* Written exercise
Pick out every line in the records that contains the string "target" and copy each such line in full.

====

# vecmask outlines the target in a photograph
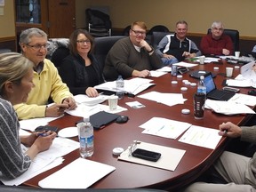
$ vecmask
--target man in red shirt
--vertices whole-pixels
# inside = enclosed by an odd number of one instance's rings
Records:
[[[212,25],[212,33],[203,36],[201,52],[204,55],[233,55],[233,43],[229,36],[223,34],[224,28],[221,22],[214,21]]]

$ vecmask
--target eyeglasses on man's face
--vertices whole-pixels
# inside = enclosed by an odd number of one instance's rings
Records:
[[[133,30],[133,29],[131,29],[132,31],[133,31],[133,33],[136,35],[136,36],[146,36],[146,31],[139,31],[139,30]]]
[[[222,31],[223,30],[223,28],[212,28],[212,30],[214,30],[214,31],[217,31],[217,30],[219,30],[219,31]]]
[[[90,42],[90,40],[77,40],[76,41],[77,42],[77,44],[85,44],[86,43],[86,44],[91,44],[91,42]]]
[[[35,51],[39,51],[41,50],[42,48],[43,49],[47,49],[49,47],[49,44],[34,44],[34,45],[31,45],[31,44],[26,44],[28,47],[30,47],[31,49],[35,50]]]

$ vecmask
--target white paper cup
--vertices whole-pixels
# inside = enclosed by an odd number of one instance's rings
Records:
[[[204,64],[204,59],[205,59],[205,57],[199,57],[199,63]]]
[[[231,77],[233,75],[233,68],[226,68],[226,76]]]
[[[115,110],[117,108],[118,97],[116,95],[108,98],[108,107],[110,110]]]

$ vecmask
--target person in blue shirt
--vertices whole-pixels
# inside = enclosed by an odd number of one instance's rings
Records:
[[[180,20],[176,23],[175,34],[167,35],[159,42],[156,52],[164,66],[201,55],[196,44],[187,37],[187,33],[188,23]]]

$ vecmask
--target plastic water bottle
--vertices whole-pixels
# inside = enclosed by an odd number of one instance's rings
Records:
[[[79,124],[80,156],[85,158],[92,156],[94,152],[93,126],[90,123],[89,116],[84,116],[84,122]]]
[[[118,76],[116,79],[116,95],[119,100],[123,99],[124,95],[124,81],[122,76]]]
[[[204,76],[201,76],[197,84],[197,92],[203,92],[206,95],[206,86],[204,84]]]

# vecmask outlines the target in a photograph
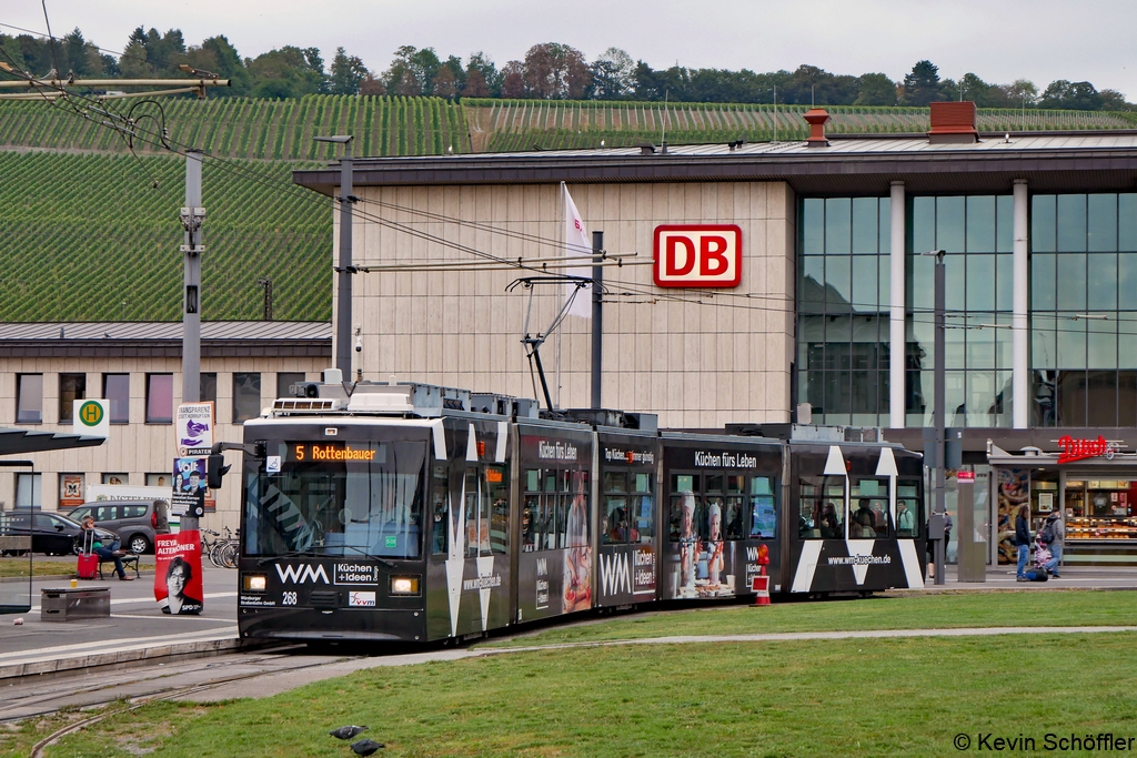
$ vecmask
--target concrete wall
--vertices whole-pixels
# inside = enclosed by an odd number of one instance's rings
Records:
[[[588,231],[605,233],[609,252],[638,253],[638,265],[605,269],[611,294],[604,316],[604,406],[658,413],[659,423],[666,426],[788,420],[794,350],[792,191],[782,183],[753,182],[568,189]],[[364,198],[357,206],[364,216],[357,220],[354,240],[355,261],[360,266],[474,259],[439,240],[503,258],[564,255],[558,244],[540,242],[564,238],[563,200],[556,185],[357,188],[356,193]],[[480,226],[428,219],[423,211]],[[654,230],[658,224],[681,223],[741,227],[744,264],[738,288],[654,285]],[[531,236],[507,236],[489,227]],[[352,326],[362,330],[364,351],[352,351],[355,366],[362,366],[365,378],[393,375],[539,397],[520,340],[526,318],[530,333],[547,330],[564,295],[562,285],[540,286],[530,311],[526,290],[505,291],[515,278],[533,274],[356,276]],[[580,297],[590,298],[590,291]],[[589,405],[589,328],[588,319],[568,317],[559,339],[553,335],[541,349],[550,392],[555,402],[559,395],[562,407]]]
[[[321,358],[202,358],[202,372],[217,373],[217,433],[218,440],[242,441],[241,424],[233,423],[233,372],[260,372],[262,407],[276,397],[276,372],[305,372],[316,380],[327,367]],[[181,358],[6,358],[0,364],[0,426],[32,431],[57,431],[70,434],[70,419],[59,423],[59,374],[86,373],[86,397],[102,394],[102,374],[131,375],[130,423],[113,424],[110,439],[97,448],[78,448],[18,456],[32,460],[34,470],[42,474],[44,510],[55,510],[59,500],[59,474],[84,474],[85,484],[99,484],[105,473],[127,474],[126,484],[144,485],[147,474],[165,473],[169,481],[174,458],[174,425],[146,423],[146,375],[172,373],[174,375],[174,407],[181,402]],[[16,375],[43,374],[43,423],[16,423]],[[240,453],[225,453],[229,463],[241,460]],[[27,469],[16,469],[27,472]],[[217,510],[207,514],[202,525],[236,528],[241,500],[240,466],[226,478],[226,486],[216,493]],[[16,482],[13,469],[0,469],[0,501],[5,508],[16,502]]]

====

* Reply
# vecmask outlines the target in a photograph
--target man in red shirt
--target eyeglasses on man's face
--target white paper cup
--target person in blue shirt
--target plastic water bottle
# vecmask outlines the target in a photograph
--target concrete wall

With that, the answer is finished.